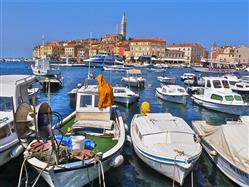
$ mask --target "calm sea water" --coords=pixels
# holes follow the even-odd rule
[[[0,75],[6,74],[32,74],[30,69],[31,63],[0,63]],[[66,117],[73,111],[70,104],[70,97],[68,92],[75,88],[79,82],[83,82],[87,76],[87,68],[84,67],[62,67],[62,76],[64,77],[64,87],[57,90],[52,90],[51,93],[51,107],[53,111],[57,111]],[[100,69],[91,69],[96,75],[102,73],[108,82],[112,85],[121,85],[121,78],[125,74],[123,72],[104,72]],[[172,68],[167,69],[165,75],[176,76],[177,84],[183,85],[180,80],[180,75],[185,72],[192,72],[191,68]],[[187,105],[182,106],[170,102],[162,101],[155,97],[155,88],[160,86],[157,81],[157,76],[162,73],[153,72],[150,70],[142,70],[143,76],[147,82],[145,88],[134,89],[139,93],[140,100],[137,104],[129,107],[119,106],[121,112],[125,115],[125,120],[130,125],[134,114],[139,113],[139,106],[143,101],[151,103],[152,112],[170,112],[175,116],[183,118],[190,126],[192,120],[207,120],[217,125],[225,122],[227,118],[234,118],[236,116],[224,114],[220,112],[211,111],[198,105],[193,104],[190,96],[187,100]],[[38,94],[38,102],[47,101],[47,94],[40,91]],[[118,187],[167,187],[172,186],[172,180],[168,179],[155,172],[146,166],[134,153],[131,147],[126,147],[124,150],[125,161],[119,168],[109,170],[105,174],[106,186]],[[22,156],[13,159],[8,164],[0,167],[0,187],[16,186],[18,183],[18,176],[23,159]],[[32,175],[37,175],[34,171],[30,171]],[[48,186],[42,179],[39,180],[38,186]],[[98,182],[88,186],[98,186]],[[185,180],[185,187],[191,186],[191,177],[188,176]],[[194,186],[236,186],[228,178],[226,178],[207,158],[203,151],[199,164],[194,170]]]

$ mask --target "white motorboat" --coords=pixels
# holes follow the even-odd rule
[[[193,121],[192,126],[207,155],[220,171],[239,186],[248,187],[248,123],[230,121],[213,126],[205,121]]]
[[[249,82],[245,82],[245,81],[237,82],[234,85],[231,85],[231,88],[234,92],[238,92],[240,94],[248,94],[249,93]]]
[[[184,81],[186,79],[193,79],[195,77],[195,74],[194,73],[184,73],[182,76],[181,76],[181,79]]]
[[[139,99],[139,95],[127,87],[113,87],[113,95],[115,102],[126,105],[137,102]]]
[[[130,67],[125,67],[124,65],[103,65],[105,71],[126,71]]]
[[[116,106],[104,105],[107,100],[112,103],[112,94],[110,90],[101,89],[105,92],[99,92],[99,95],[100,88],[96,85],[78,90],[76,111],[63,120],[61,127],[66,134],[55,137],[61,142],[56,150],[62,151],[58,153],[57,163],[51,161],[51,156],[47,155],[52,153],[46,150],[35,154],[33,147],[36,144],[47,145],[45,142],[33,141],[25,151],[27,162],[50,186],[81,187],[99,176],[104,183],[104,172],[122,164],[125,142],[123,119]],[[48,147],[50,150],[51,146]],[[63,150],[71,156],[63,155]]]
[[[204,86],[205,80],[202,77],[189,77],[184,80],[184,84],[188,86]]]
[[[190,126],[170,113],[148,113],[146,116],[135,115],[130,129],[138,157],[182,185],[202,151]]]
[[[229,81],[231,86],[240,82],[240,79],[236,75],[233,75],[233,74],[226,74],[223,77]]]
[[[141,76],[142,72],[139,69],[130,69],[126,71],[126,77],[122,78],[128,86],[144,87],[145,78]]]
[[[52,67],[47,59],[37,59],[34,64],[31,65],[31,69],[34,75],[37,76],[52,76],[60,75],[59,67]]]
[[[35,81],[30,75],[0,76],[0,166],[24,151],[13,114],[21,103],[29,103],[28,88]]]
[[[179,85],[162,85],[156,88],[156,96],[174,103],[186,104],[188,93]]]
[[[175,84],[176,83],[175,77],[158,76],[157,80],[159,80],[163,84]]]
[[[205,87],[192,95],[195,103],[220,112],[243,115],[249,104],[240,94],[232,91],[228,80],[222,77],[204,77]]]

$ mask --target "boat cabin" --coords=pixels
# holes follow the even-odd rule
[[[184,94],[186,93],[186,90],[178,85],[163,85],[162,92],[167,94]]]
[[[222,77],[204,77],[204,98],[219,103],[242,104],[240,94],[232,91],[228,80]]]

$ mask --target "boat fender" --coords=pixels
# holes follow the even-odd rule
[[[124,127],[125,127],[125,132],[128,132],[129,127],[128,127],[128,125],[126,123],[124,124]]]
[[[210,155],[217,156],[217,152],[215,150],[210,151]]]
[[[142,116],[146,116],[147,113],[150,113],[150,103],[145,101],[141,104],[140,113]]]
[[[16,146],[11,152],[10,157],[16,158],[24,151],[24,147],[22,145]]]
[[[124,162],[123,155],[118,155],[110,162],[110,166],[116,168],[119,167],[121,164],[123,164],[123,162]]]
[[[129,135],[126,135],[125,137],[125,144],[127,146],[130,146],[132,143],[131,143],[131,137]]]

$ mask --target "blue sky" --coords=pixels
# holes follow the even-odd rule
[[[249,42],[248,0],[0,0],[0,57],[31,57],[47,41],[115,33],[126,13],[128,37],[197,42],[208,50]]]

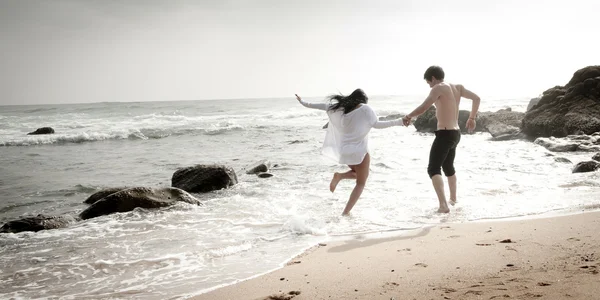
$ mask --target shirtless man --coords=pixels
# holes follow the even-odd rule
[[[458,126],[458,108],[460,98],[464,97],[473,100],[473,107],[469,120],[467,120],[467,131],[472,133],[475,129],[475,118],[479,109],[479,96],[467,90],[460,84],[451,84],[444,82],[444,70],[439,66],[431,66],[425,71],[425,81],[431,87],[431,92],[427,99],[419,105],[413,112],[402,118],[404,126],[411,123],[411,119],[426,112],[431,105],[435,104],[437,117],[437,130],[435,131],[435,140],[431,145],[429,152],[429,165],[427,173],[431,178],[433,188],[440,201],[439,213],[449,213],[450,209],[446,203],[444,194],[444,179],[442,178],[442,169],[448,177],[448,187],[450,189],[450,204],[456,204],[456,172],[454,170],[454,156],[456,155],[456,146],[460,142],[460,127]]]

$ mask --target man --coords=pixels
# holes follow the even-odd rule
[[[427,173],[431,178],[433,188],[440,202],[439,213],[449,213],[450,209],[446,203],[444,195],[444,180],[442,179],[442,169],[448,177],[448,187],[450,189],[450,204],[456,204],[456,172],[454,170],[454,156],[456,155],[456,146],[460,142],[460,127],[458,126],[458,108],[461,97],[473,100],[471,114],[467,120],[467,130],[469,133],[475,129],[475,118],[479,109],[480,99],[475,93],[467,90],[460,84],[451,84],[444,82],[444,70],[439,66],[431,66],[425,71],[425,81],[431,87],[427,99],[419,105],[413,112],[402,118],[404,126],[411,123],[411,119],[427,111],[431,105],[435,104],[437,117],[437,130],[435,131],[435,140],[431,145],[429,153],[429,165]]]

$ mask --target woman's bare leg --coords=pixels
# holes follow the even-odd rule
[[[332,193],[335,191],[335,188],[342,179],[356,179],[356,172],[354,172],[354,170],[350,170],[344,173],[335,172],[333,174],[333,178],[331,178],[331,182],[329,183],[329,190]]]
[[[342,216],[347,216],[358,201],[358,198],[363,192],[365,188],[365,184],[367,183],[367,178],[369,177],[369,166],[371,165],[371,157],[369,153],[365,155],[363,161],[354,166],[350,166],[354,172],[356,172],[356,185],[350,194],[350,199],[348,199],[348,203],[346,204],[346,208],[344,208],[344,212],[342,212]]]

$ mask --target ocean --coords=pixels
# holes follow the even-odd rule
[[[379,116],[424,97],[377,96]],[[484,98],[480,111],[525,111],[529,97]],[[316,102],[323,98],[305,98]],[[470,110],[463,100],[461,109]],[[320,155],[324,112],[294,99],[0,106],[0,224],[76,215],[104,188],[170,186],[196,164],[224,164],[239,183],[195,194],[203,206],[136,209],[40,232],[0,234],[1,299],[185,299],[281,267],[318,243],[402,234],[440,223],[537,217],[598,208],[600,172],[572,174],[590,153],[549,153],[528,141],[463,135],[458,204],[437,214],[426,172],[433,135],[373,129],[371,173],[350,217],[346,167]],[[28,136],[50,126],[56,134]],[[270,178],[247,175],[261,160]]]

Exercise objective: Pull every line containing "pixels" out of the material and copy it.

Response to the exercise:
$ mask --target "calm sea water" --coords=pixels
$ mask --target "white motorboat" --coords=pixels
$ mask --target "boat cabin" --coords=pixels
$ mask --target "boat fender" --coords=pixels
$ mask --target "blue sky" --coords=pixels
$ mask --target shirtless man --coords=pixels
$ mask --target man --coords=pixels
$ mask --target woman's bare leg --coords=pixels
$ mask --target ocean --coords=pixels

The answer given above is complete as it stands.